Render each line of the records below as a JSON list of strings, one string per line, with blank lines omitted.

◆ Listing
########################################

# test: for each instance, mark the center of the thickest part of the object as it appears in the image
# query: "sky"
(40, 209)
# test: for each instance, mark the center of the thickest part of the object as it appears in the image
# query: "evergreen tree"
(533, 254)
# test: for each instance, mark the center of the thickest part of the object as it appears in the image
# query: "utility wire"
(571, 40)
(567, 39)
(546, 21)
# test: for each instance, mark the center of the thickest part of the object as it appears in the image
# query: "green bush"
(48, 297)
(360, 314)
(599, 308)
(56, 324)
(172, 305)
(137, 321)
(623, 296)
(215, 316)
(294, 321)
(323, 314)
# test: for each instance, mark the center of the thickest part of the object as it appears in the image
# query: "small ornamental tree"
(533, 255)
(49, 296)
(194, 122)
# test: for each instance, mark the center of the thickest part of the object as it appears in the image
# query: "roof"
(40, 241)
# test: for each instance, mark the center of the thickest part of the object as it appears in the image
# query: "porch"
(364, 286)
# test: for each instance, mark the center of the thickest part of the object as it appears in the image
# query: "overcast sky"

########################################

◆ Task solution
[
  "# test: for each instance, mark the center of the thickest part of the object as it appears in the image",
  "# query: \"sky\"",
  "(40, 209)",
  "# test: for each instance, mark the center of the thickest part of the object as it appears in the image",
  "# query: \"evergreen tree\"",
  "(533, 254)",
  "# test: for each instance, mark the center of the thickest part of the object as it appears in the image",
  "# query: \"utility wire\"",
  "(571, 40)",
  "(567, 39)",
  "(546, 21)",
  "# test: for each instance, mark the center of the thickest part of the object as it appears in the image",
  "# query: \"green bush\"",
  "(48, 297)",
  "(360, 314)",
  "(599, 308)",
  "(56, 324)",
  "(172, 305)",
  "(137, 321)",
  "(623, 296)",
  "(215, 316)",
  "(294, 321)",
  "(323, 314)",
  "# test: for each instance, mark the center of the thickest part of the object as it appears in the image",
  "# query: \"small ornamental tree\"",
  "(533, 255)",
  "(49, 296)",
  "(194, 122)",
  "# test: for each instance, mark the center of the thickest part of the object as it appears in the image",
  "# query: \"roof\"",
  "(40, 241)",
  "# test: for each instance, mark the center of the thickest part of the object as it appears in the image",
  "# query: \"porch\"",
  "(364, 286)",
  "# test: for each instance, mark the center of the thickest part of the object as it appears in the image",
  "# query: \"overcast sky\""
]